**Tasks to carry out:**
1. From the loan dispute excerpt, list every statute or constitutional provision it cites.
2. Write the next part of the loan dispute excerpt, picking up after its final sentence.

**Document excerpt:**
· · · · ·

Plaintiffs called one witness, Winnes Wong, CPA. In calculating the prejudgment interest due on the amounts of the unpaid principal from the date of maturity of both loans (the measure of plaintiffs’ damages), Ms. Wong applied a prejudgment interest rate of 10 percent to both loans, even though the trial court had determined in the first phase that such prejudgment interest applied only to the 2009 loan.

 

Ms. Wong conceded that if no prejudgment interest was attributed to the unpaid principal on the 2008 loan (as was compelled by the court’s ruling in the first phase), there would be an overpayment by defendants of $84,914 on the two loans combined.

 

On such evidence, defendants orally moved for a directed verdict, based on plaintiffs’ failure to establish damages. The trial court construed defendant’s motion as a motion for judgment pursuant to Code of Civil Procedure section 631.8 and granted the motion.

 

The court issued its tentative decision, which became the final statement of decision, in which it found that plaintiffs had failed to establish damages.

 

Defendants filed a motion for attorney fees and costs as prevailing parties.

 

The court entered judgment pursuant to its statements of decisions under which plaintiffs took nothing by their operative complaint against defendants and defendants recovered from plaintiffs their costs of suit and attorney fees in amounts to be determined by the court.

 

Plaintiffs did not challenge the trial court’s ruling that the 16 percent interest rate on both loans was usurious and that each note was payable at maturity without the specified interest.

 

Further, they did not challenge the court’s ruling applying the 10 percent rate of prejudgment interest of Civil Code section 3289(b) to the 2009 loan.

 

However, as to the 2008 loan, they contended that they are entitled to prejudgment interest of 10 percent under article XV, section 1 of the California Constitution.

· · · · ·

**Material provided:**
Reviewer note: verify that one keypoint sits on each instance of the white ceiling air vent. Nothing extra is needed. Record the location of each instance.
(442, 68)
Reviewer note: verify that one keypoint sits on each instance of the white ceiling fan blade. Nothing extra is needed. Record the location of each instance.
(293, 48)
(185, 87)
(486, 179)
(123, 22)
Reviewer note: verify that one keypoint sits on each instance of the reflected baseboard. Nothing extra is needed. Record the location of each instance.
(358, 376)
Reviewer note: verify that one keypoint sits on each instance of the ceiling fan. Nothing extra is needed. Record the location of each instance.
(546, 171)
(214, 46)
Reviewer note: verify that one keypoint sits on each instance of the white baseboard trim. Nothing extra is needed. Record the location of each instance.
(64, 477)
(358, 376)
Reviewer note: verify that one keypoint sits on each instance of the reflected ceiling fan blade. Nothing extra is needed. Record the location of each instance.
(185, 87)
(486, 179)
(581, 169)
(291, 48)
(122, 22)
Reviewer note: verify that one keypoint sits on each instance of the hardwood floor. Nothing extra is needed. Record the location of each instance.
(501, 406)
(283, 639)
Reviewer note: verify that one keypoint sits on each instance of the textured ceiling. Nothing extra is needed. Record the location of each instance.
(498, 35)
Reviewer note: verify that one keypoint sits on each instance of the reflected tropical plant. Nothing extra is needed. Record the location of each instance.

· · · · ·

**Per-task answers:**
1.
- Code of Civil Procedure section 631.8
- Civil Code section 3289(b)
- Article XV, section 1 of the California Constitution

2.
On loans not primarily for personal, family or household purposes, the California Constitution permits parties to contract for interest not to exceed the higher of 10 percent per annum or 5 percent over the amount charged by the Federal Reserve Bank of San Francisco on advances to member banks on the 25th day of the month before the loan. In the pertinent time periods here, the higher of these two rates was 10 percent.

 

Plaintiffs were entitled to prejudgment interest on the unpaid principal of the 2008 loan, but not at the rate of 10 percent to which the parties could have contracted under article XV, section 1, but rather at a rate of 7 percent (calculated from the date of maturity of the loan), which is the default prejudgment interest rate set by article XV, section 1 except as provided by statute.

 

Because the 16 percent interest rate on the 2008 and 2009 loans exceeded the constitutional maximum, the interest provisions were void and the notes were properly treated as if they called for no interest.

 

Despite the specified void interest rate established by the notes, plaintiffs were still entitled to prejudgment interest as provided by law on any unpaid principal at maturity.

 

Civil Code section 3289 provides rules for prejudgment interest rates applicable to breaches of contract. If the contract specifies a legal rate of interest, a court will apply that rate “after a breach [of contract] until the contract is superseded by a verdict or other new obligation.”

 

If a contract does not stipulate a legal rate of interest, a 10 percent per annum interest rate applies in the event of a breach.

 

However, “the term contract shall not include a note secured by a deed of trust on real property.”

 

In the present case, as the trial court correctly concluded, the 10 percent prejudgment interest rate of Civil Code section 3289(b) applied to the 2009 loan, which was not secured by a deed of trust, but not to the 2008 loan, which was.

 

But the inapplicability of Civil Code 3289(b) to the 2008 loan does not mean that plaintiffs were entitled to no prejudgment interest on any principal due at the date of maturity.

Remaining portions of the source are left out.